TASK TO COMPLETE
Report how many lines in the following entries contain "promontory". Nothing else should be given.
-- DATA UNDER STUDY follows --
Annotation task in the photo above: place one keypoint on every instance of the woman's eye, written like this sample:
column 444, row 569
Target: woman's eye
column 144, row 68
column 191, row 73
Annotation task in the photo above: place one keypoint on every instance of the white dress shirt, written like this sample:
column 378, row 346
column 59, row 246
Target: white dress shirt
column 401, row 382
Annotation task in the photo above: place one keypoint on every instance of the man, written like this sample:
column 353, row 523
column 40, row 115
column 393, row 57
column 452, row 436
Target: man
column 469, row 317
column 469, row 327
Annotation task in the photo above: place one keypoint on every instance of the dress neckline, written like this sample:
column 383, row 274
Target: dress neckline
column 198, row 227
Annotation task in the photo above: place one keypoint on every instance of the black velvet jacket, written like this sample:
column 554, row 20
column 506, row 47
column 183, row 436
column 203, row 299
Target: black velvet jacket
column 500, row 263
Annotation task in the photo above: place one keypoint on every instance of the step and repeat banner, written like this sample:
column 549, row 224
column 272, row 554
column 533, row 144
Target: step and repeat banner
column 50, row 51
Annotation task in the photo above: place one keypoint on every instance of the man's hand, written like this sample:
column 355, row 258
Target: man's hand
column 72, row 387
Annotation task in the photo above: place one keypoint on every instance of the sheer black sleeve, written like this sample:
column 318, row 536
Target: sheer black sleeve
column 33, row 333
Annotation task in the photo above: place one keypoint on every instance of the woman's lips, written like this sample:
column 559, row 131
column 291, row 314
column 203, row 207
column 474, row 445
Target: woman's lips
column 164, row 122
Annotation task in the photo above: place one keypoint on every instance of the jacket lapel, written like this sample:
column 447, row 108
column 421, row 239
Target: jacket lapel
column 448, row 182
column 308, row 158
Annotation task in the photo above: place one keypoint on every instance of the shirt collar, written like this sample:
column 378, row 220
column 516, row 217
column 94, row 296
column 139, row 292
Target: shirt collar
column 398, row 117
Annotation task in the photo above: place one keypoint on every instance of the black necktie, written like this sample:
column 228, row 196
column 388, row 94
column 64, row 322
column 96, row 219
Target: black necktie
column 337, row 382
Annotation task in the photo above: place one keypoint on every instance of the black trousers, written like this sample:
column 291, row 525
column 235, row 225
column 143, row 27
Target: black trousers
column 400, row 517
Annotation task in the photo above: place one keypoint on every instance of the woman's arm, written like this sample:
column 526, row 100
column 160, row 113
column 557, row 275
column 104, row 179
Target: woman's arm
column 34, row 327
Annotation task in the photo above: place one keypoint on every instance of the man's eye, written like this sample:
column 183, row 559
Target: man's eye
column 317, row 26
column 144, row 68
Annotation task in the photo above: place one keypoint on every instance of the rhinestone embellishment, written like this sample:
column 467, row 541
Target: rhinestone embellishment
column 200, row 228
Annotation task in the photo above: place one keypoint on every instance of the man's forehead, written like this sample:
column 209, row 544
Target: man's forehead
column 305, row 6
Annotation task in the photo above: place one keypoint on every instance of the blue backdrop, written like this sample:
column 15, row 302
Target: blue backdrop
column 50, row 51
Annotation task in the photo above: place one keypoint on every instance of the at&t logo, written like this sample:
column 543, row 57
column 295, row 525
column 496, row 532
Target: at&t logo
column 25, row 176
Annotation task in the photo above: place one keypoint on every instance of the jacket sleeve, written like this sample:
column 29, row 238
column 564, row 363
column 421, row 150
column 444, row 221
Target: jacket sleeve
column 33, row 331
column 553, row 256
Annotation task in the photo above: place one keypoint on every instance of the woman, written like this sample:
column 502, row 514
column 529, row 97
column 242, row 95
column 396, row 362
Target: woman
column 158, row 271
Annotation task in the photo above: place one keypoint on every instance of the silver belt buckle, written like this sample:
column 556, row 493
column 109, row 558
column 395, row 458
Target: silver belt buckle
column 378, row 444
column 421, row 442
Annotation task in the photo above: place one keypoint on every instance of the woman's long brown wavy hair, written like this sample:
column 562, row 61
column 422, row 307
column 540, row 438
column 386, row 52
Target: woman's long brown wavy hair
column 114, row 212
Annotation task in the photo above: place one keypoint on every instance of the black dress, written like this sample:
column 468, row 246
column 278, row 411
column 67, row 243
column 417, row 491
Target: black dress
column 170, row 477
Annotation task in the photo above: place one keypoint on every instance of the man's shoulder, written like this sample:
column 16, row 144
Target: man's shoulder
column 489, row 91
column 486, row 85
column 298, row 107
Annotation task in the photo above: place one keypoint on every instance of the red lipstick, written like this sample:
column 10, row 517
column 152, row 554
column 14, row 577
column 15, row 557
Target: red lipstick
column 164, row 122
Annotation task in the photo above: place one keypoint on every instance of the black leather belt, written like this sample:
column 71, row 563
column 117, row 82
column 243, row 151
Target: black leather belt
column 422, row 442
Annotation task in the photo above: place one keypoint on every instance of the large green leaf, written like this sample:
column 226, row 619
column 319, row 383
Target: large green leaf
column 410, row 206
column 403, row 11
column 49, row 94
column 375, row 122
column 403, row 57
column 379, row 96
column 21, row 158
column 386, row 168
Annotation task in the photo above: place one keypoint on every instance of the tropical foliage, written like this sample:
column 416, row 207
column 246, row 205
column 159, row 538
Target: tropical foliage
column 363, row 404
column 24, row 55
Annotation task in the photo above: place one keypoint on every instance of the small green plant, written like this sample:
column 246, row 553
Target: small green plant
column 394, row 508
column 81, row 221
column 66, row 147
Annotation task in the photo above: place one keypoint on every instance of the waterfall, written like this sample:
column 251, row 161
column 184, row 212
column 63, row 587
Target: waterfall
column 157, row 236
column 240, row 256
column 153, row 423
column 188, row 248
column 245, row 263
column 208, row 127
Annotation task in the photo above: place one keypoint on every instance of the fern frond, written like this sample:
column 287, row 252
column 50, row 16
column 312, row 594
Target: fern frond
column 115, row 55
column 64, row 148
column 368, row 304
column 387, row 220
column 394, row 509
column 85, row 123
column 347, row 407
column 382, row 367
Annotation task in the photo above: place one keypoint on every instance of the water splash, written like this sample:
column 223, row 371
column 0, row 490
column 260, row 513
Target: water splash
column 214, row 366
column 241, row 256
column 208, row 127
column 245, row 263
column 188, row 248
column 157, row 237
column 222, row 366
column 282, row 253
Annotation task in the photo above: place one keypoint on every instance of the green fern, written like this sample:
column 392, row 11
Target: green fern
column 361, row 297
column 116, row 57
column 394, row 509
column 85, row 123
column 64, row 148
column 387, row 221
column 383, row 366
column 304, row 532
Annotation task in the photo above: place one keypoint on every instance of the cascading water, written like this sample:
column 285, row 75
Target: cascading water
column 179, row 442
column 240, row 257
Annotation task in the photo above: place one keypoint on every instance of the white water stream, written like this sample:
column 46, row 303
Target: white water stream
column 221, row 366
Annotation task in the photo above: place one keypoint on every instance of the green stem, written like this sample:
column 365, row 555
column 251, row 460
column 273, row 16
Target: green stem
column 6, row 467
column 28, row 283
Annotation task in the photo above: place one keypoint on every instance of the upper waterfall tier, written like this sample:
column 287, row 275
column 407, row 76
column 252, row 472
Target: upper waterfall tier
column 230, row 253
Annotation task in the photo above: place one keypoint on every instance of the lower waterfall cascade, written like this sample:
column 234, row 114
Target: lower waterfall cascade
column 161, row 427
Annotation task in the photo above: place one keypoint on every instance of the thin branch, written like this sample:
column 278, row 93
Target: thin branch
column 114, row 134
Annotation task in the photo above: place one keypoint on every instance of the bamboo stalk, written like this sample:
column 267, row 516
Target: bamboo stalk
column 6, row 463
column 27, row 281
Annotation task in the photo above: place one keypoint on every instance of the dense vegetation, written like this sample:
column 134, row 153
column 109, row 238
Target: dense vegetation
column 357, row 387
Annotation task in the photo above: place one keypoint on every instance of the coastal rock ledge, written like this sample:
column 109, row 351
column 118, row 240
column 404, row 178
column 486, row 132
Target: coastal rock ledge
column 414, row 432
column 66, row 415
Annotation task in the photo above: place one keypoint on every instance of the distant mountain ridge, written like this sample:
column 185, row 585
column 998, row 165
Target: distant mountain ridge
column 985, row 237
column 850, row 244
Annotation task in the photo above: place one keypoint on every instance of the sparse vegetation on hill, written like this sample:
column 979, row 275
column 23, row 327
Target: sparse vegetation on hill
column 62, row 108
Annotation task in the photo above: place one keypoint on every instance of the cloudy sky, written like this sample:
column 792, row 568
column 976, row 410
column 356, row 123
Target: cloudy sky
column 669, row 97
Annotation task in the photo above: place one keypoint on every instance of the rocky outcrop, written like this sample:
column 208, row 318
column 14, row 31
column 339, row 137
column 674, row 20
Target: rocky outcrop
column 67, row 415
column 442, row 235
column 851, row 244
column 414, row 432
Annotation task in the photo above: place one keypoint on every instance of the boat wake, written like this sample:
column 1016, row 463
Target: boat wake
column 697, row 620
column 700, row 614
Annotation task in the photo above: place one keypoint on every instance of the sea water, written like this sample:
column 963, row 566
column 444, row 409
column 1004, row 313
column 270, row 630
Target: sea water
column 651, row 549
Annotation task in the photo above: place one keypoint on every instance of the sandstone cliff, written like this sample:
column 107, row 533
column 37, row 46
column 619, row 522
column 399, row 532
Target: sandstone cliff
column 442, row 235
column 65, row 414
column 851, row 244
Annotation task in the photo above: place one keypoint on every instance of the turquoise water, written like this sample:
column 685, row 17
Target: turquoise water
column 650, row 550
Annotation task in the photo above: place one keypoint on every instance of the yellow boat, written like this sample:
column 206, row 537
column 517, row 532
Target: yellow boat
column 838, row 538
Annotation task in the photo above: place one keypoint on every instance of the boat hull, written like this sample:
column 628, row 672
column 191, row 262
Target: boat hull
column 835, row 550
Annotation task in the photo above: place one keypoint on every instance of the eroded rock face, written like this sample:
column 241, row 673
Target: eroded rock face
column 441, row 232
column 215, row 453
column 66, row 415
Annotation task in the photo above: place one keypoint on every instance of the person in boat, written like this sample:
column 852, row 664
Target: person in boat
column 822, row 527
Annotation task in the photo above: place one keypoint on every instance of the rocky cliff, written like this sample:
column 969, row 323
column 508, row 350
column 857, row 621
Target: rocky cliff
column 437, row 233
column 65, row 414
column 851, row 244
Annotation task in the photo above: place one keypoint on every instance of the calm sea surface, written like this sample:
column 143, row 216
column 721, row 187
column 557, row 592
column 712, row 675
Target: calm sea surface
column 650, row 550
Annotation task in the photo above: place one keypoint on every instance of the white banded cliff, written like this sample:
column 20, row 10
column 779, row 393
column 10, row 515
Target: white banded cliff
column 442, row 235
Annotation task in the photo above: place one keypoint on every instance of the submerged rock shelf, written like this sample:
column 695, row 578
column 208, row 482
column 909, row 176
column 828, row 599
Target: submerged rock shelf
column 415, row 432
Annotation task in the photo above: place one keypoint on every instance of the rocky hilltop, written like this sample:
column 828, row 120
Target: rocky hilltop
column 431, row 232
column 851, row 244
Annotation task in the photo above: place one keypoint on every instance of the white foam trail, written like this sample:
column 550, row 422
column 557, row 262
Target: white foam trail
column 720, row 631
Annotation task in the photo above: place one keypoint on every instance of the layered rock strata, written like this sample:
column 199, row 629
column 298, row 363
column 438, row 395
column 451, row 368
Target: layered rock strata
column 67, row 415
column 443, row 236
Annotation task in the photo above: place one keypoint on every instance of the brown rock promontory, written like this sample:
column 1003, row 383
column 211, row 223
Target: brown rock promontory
-- DATA UNDER STUDY concluded --
EXERCISE RESPONSE
2